Work request: Go over the listing below line by line, and return each one holding the string "player".

Raw data:
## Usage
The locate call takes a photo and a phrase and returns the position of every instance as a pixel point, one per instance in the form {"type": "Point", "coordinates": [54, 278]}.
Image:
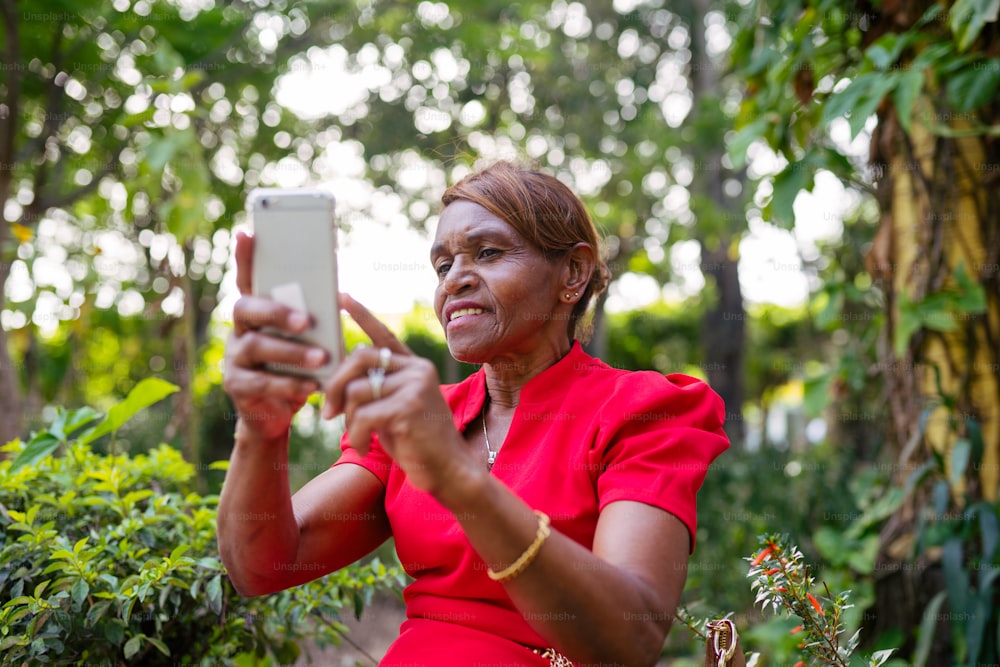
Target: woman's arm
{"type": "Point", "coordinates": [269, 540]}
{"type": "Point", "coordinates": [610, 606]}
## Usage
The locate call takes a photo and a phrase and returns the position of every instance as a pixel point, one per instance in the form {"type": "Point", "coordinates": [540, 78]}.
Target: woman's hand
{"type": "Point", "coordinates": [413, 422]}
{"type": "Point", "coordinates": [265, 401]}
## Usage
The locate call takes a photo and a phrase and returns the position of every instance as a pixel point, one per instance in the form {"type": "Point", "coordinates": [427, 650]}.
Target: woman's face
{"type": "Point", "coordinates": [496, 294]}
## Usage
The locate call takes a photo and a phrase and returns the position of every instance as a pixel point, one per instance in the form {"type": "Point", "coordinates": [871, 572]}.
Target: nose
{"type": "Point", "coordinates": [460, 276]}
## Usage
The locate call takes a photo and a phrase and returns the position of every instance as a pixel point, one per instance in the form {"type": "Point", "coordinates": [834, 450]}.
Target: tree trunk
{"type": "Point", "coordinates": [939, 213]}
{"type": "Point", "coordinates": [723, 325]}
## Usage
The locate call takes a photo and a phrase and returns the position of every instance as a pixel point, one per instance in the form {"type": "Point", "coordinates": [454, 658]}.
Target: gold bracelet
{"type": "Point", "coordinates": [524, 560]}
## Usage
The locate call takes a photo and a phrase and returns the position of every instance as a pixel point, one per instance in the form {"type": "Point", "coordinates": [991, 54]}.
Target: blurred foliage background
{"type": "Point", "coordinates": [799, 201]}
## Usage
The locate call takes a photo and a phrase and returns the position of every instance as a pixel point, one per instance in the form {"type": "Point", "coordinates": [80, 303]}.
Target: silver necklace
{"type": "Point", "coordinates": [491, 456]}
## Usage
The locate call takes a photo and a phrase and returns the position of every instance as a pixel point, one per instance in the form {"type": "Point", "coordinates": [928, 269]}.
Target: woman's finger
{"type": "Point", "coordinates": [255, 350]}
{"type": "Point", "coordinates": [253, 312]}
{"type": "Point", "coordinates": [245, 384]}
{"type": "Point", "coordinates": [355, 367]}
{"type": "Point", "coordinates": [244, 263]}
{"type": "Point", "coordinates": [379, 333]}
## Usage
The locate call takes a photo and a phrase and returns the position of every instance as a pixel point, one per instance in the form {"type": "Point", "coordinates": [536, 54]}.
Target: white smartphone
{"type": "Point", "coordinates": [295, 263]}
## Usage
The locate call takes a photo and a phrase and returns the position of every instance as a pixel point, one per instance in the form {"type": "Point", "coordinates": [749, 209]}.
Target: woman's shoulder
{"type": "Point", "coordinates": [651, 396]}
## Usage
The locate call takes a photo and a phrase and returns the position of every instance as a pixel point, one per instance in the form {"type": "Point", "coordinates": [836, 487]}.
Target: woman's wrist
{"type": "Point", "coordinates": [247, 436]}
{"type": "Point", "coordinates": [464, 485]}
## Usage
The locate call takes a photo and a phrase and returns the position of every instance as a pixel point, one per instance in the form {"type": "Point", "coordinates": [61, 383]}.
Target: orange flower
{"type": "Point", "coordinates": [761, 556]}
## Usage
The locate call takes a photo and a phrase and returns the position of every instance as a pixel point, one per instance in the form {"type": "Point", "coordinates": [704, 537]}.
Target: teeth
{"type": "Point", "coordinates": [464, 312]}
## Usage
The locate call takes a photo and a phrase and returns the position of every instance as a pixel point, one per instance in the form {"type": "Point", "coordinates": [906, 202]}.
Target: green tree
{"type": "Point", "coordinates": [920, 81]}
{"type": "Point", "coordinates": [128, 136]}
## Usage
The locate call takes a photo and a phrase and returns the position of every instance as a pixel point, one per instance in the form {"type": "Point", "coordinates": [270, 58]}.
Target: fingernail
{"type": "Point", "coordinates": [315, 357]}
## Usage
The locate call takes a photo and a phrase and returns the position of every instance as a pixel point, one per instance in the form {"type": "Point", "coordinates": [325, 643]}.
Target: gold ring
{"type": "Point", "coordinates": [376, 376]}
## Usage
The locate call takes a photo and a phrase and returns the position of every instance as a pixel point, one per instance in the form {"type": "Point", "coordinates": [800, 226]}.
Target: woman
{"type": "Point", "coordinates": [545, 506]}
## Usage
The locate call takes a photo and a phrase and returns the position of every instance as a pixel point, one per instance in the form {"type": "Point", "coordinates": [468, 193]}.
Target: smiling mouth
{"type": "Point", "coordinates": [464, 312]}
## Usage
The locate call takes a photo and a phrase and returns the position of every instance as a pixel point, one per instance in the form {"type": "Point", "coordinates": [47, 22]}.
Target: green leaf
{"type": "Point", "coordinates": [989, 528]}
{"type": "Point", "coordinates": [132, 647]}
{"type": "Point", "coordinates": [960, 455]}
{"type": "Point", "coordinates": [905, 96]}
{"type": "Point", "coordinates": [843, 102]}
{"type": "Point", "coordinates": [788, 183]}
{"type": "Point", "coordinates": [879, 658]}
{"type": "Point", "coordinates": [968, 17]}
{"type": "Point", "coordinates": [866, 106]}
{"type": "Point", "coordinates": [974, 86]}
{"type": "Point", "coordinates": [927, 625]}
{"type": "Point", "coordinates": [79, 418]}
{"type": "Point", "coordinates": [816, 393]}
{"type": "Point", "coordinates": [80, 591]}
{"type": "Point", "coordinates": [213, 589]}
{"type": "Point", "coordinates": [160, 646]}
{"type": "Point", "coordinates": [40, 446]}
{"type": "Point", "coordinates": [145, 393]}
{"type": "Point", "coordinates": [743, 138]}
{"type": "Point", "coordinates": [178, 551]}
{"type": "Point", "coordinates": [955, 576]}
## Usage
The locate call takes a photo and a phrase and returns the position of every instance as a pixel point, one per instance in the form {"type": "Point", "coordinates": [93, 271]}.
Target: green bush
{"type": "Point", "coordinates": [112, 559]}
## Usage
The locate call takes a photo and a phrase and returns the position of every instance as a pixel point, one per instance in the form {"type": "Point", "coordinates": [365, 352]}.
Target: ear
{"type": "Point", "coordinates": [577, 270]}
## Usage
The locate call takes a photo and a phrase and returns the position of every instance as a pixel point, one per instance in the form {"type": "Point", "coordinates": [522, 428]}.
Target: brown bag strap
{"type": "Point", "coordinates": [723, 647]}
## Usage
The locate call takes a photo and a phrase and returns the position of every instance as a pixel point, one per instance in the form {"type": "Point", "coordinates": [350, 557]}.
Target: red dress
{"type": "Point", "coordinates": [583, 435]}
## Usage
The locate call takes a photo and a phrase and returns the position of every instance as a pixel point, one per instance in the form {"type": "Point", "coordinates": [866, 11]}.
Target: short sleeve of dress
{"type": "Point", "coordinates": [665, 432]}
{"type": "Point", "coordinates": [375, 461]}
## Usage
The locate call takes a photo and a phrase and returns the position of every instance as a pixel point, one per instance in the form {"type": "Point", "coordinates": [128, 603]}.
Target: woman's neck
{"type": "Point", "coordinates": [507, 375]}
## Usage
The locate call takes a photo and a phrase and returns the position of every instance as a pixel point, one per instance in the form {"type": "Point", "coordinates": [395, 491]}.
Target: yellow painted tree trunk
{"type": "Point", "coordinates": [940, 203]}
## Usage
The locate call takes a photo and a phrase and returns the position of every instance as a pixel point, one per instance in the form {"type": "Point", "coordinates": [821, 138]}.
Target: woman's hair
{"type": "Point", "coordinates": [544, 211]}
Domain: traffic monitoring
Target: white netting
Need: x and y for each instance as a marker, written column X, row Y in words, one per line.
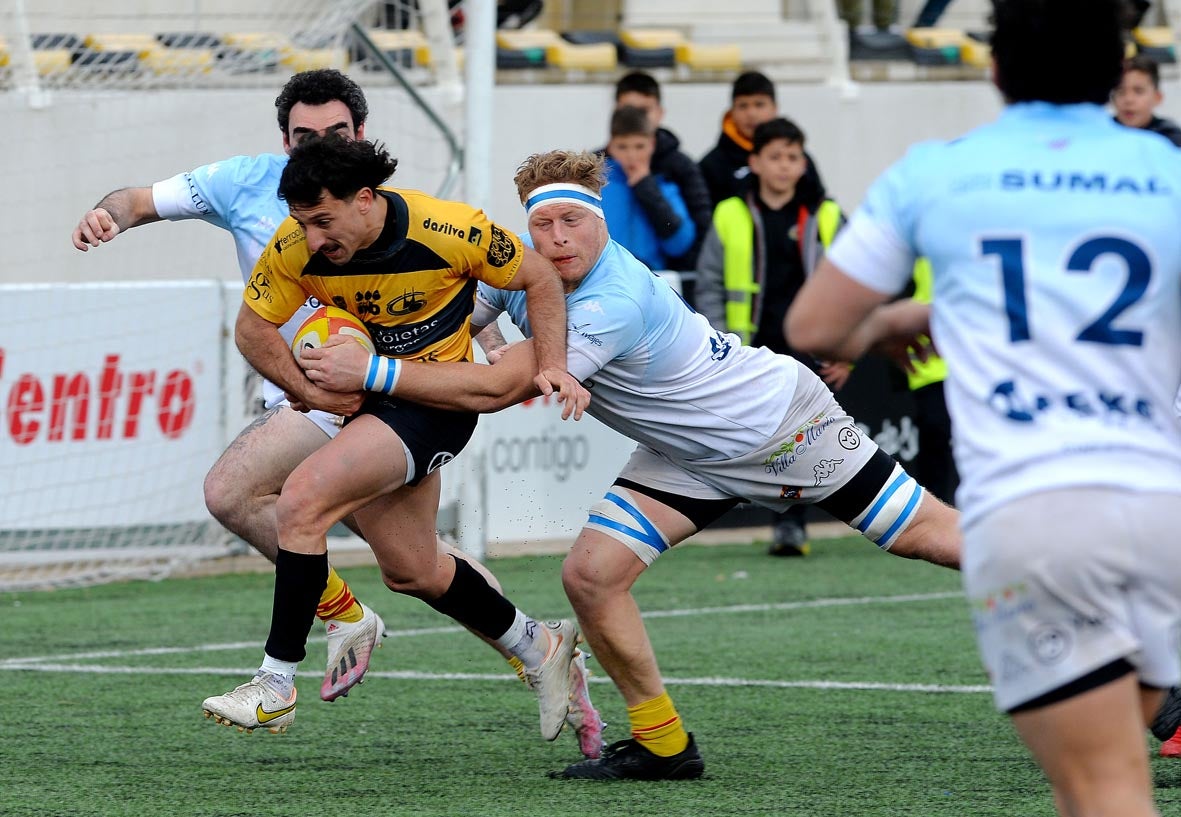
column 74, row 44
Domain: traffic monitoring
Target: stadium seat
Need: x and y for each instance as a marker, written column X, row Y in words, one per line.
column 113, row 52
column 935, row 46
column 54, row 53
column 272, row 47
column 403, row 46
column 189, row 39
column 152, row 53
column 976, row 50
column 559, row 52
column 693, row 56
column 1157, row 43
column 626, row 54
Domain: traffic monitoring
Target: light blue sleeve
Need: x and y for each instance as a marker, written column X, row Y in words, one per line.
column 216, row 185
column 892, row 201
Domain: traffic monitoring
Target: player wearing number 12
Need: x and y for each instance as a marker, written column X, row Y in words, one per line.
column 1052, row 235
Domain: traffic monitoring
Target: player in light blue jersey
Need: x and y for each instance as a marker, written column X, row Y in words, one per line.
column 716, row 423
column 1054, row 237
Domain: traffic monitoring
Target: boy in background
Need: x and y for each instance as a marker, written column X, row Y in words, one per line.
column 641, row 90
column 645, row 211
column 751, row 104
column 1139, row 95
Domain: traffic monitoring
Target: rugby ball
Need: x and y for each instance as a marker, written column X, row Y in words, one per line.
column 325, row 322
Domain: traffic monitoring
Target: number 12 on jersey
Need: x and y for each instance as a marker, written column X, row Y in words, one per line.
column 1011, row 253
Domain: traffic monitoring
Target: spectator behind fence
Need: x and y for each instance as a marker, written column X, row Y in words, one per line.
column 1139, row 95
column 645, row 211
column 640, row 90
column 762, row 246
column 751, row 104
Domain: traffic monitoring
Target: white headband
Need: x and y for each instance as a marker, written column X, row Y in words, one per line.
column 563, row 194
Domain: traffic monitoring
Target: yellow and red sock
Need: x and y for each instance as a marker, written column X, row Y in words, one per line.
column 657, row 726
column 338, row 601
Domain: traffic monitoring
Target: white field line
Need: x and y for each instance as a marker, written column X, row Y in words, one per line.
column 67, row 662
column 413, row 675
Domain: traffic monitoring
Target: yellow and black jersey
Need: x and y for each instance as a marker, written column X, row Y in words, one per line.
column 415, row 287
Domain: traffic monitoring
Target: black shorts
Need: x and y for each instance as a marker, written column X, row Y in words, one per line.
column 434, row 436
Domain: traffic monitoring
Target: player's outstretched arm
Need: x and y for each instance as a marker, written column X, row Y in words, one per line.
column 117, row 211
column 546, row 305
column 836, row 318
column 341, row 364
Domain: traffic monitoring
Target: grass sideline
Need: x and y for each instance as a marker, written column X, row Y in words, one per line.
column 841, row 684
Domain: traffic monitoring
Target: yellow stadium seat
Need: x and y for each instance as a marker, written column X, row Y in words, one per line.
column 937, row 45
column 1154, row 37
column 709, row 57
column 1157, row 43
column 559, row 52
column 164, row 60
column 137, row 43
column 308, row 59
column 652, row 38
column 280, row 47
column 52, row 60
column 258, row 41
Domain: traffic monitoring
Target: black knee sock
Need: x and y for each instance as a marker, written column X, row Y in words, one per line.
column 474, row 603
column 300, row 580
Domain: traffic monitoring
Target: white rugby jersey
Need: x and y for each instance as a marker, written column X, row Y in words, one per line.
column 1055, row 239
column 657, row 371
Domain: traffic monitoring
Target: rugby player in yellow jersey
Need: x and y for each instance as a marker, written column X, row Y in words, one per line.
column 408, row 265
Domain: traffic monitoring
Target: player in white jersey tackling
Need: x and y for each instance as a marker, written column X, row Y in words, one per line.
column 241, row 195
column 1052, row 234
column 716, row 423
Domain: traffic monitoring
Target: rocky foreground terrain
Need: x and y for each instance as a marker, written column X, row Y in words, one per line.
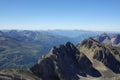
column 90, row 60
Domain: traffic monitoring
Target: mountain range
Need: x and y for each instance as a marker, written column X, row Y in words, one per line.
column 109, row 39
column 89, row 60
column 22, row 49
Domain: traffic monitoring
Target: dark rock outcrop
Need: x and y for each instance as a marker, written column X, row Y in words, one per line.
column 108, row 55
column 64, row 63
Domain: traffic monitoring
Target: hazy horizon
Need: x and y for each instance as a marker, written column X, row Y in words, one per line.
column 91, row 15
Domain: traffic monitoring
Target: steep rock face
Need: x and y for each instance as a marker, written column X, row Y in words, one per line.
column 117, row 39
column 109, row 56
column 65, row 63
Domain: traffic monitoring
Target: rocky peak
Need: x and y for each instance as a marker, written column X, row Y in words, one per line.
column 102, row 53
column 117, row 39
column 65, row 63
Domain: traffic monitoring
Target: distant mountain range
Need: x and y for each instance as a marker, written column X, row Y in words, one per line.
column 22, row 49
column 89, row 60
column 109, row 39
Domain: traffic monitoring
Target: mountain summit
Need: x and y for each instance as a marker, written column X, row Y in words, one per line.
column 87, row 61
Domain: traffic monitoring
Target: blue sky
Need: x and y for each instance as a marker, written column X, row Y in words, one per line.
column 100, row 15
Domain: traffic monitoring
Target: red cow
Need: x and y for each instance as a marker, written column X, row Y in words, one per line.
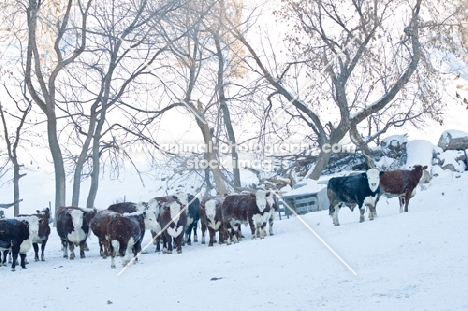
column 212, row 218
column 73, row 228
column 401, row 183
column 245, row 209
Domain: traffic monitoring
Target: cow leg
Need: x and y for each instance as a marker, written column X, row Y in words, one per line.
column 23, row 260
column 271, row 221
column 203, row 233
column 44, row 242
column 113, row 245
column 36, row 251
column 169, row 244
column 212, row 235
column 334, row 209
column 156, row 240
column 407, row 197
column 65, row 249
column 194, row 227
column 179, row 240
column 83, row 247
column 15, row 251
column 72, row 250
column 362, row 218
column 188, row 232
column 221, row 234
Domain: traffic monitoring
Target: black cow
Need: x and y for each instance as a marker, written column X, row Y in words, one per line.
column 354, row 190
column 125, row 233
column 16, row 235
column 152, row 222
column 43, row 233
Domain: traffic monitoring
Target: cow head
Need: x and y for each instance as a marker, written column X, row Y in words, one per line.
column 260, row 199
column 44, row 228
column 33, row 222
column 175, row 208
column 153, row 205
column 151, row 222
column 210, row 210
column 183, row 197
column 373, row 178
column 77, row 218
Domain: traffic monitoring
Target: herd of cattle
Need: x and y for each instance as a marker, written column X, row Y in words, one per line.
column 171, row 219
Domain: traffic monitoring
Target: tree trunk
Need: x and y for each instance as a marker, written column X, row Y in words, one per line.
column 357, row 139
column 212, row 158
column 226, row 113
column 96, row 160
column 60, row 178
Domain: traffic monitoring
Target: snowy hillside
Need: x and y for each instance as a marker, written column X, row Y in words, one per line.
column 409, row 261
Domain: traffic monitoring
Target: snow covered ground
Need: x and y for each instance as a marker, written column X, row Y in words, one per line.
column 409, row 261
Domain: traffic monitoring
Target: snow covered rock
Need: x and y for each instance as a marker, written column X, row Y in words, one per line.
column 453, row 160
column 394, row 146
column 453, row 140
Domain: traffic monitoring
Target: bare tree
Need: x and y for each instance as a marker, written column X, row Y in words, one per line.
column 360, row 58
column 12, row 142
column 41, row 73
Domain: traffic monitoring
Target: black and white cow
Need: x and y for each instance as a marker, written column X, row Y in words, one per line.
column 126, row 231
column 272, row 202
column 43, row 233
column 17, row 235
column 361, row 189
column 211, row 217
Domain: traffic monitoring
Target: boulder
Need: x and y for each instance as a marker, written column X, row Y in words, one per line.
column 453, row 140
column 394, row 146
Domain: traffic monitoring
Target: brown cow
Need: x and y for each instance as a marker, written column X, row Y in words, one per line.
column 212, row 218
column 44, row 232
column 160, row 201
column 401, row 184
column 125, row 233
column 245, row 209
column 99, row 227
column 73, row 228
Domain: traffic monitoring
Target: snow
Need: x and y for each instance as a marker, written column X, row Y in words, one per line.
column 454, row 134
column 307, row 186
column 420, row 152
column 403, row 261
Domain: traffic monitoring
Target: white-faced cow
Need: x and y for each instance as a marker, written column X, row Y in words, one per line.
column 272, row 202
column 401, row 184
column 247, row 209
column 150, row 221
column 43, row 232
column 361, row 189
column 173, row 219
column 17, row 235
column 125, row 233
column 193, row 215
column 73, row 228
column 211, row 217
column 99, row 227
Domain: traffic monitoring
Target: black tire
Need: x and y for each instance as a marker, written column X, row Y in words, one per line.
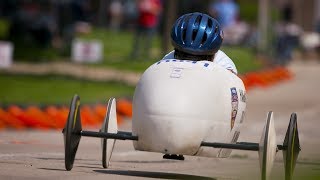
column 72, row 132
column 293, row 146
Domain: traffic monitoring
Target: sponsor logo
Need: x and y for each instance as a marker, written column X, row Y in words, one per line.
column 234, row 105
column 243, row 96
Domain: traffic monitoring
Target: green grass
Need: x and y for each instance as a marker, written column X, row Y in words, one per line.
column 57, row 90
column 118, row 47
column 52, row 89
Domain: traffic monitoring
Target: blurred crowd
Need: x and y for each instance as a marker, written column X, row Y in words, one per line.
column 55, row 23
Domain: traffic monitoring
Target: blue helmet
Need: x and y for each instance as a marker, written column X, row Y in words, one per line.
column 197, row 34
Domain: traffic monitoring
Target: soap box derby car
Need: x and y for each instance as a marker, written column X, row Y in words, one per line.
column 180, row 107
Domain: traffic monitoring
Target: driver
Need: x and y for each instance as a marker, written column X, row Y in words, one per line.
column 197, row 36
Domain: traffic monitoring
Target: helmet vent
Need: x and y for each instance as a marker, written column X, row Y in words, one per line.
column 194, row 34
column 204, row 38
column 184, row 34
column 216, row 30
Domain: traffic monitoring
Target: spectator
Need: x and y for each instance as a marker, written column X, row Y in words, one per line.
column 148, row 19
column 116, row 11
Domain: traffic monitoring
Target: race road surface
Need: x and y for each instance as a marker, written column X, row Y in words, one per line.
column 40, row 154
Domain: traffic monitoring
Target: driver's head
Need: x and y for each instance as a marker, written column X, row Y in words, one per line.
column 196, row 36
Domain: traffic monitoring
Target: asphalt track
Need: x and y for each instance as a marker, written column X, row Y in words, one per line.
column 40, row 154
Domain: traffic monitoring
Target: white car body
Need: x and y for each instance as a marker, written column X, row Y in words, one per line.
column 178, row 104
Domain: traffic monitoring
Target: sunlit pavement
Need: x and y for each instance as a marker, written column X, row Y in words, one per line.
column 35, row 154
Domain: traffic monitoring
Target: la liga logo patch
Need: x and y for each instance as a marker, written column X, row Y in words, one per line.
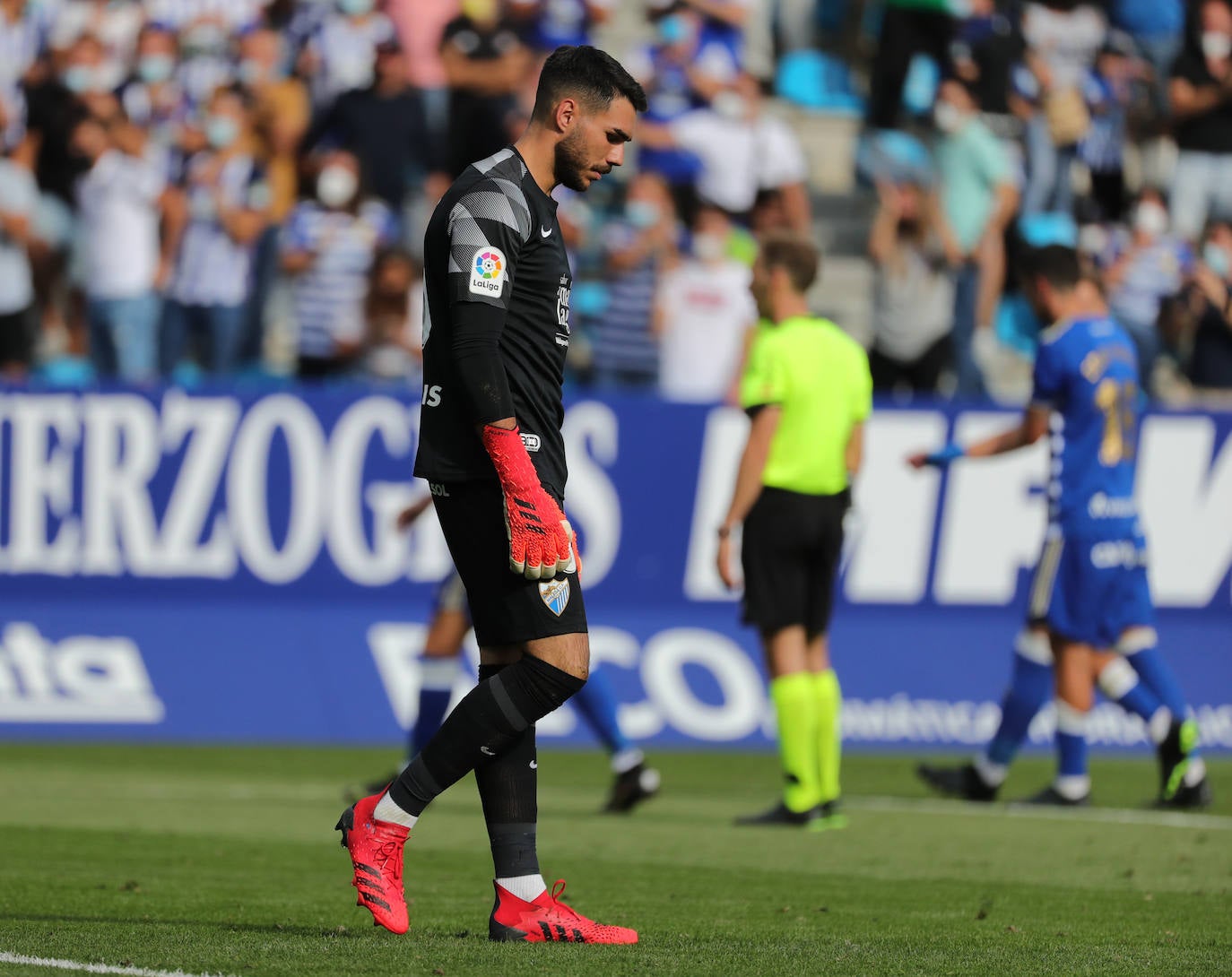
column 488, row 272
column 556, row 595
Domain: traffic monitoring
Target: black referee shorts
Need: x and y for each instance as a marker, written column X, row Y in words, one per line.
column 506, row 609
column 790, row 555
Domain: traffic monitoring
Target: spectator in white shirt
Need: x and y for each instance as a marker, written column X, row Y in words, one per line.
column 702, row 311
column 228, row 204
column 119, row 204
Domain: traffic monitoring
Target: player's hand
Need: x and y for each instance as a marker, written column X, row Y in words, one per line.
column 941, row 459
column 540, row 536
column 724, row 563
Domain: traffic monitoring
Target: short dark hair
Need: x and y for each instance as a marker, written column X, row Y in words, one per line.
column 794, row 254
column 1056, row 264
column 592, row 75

Response to the task:
Target: player wearing number 12
Target: player in light blue jersey
Target: player's outstretched arm
Target: rugby player in yellow jersey
Target: player in white jersey tackling
Target: player's hand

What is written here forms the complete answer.